** EXCERPT TO READ **
########################################
A medium, I had gathered from earlier conversations with adherents of Brazilian spiritism, may be visited by more than one spirit. Chico Xavier, for example, (who is old and frail but still living and working, as of the mid-1990s, with his dog and various dependents, in Minas Gerais, the heartland of Brazil) has a number of spirit guides besides Emanuel and André Luiz. Between them the medium and his spirits have produced hundreds of books: homiletic tracts, some sensational fiction, a good deal of poetry and several works on the architecture of the heavenly city.
Such psychographic mediums—there are many others—are prolific. Their books are written in a disconcertingly short time, sometimes in a single trance session. Some write left-handed, or ambidextrously—or backwards. Or they type—such mediums should perhaps be called psychodactylographers—with unwavering fluency and without pause, sometimes completing entire books in one session. It is automatic writing in overdrive. (In Brazilian spiritist thinking a distinction is sometimes made between automatic writing and psicografia—the former from the subconscious, the latter from the spirit world.)
########################################
** DATA SUPPLIED **
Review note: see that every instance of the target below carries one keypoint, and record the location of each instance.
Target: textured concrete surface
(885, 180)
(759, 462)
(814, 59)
########################################
** REQUIRED WORK **
1) According to the passage on Brazilian mediums, where does Chico Xavier live and work?
2) Please write out everything in the passage on Brazilian mediums from "A medium, I" down to "the heavenly city.".
The listing stands apart from the passage on Brazilian mediums.

** ANSWERS TO THE EXERCISE **
1) In Minas Gerais, the heartland of Brazil.

2)
A medium, I had gathered from earlier conversations with adherents of Brazilian spiritism, may be visited by more than one spirit. Chico Xavier, for example, (who is old and frail but still living and working, as of the mid-1990s, with his dog and various dependents, in Minas Gerais, the heartland of Brazil) has a number of spirit guides besides Emanuel and André Luiz. Between them the medium and his spirits have produced hundreds of books: homiletic tracts, some sensational fiction, a good deal of poetry and several works on the architecture of the heavenly city.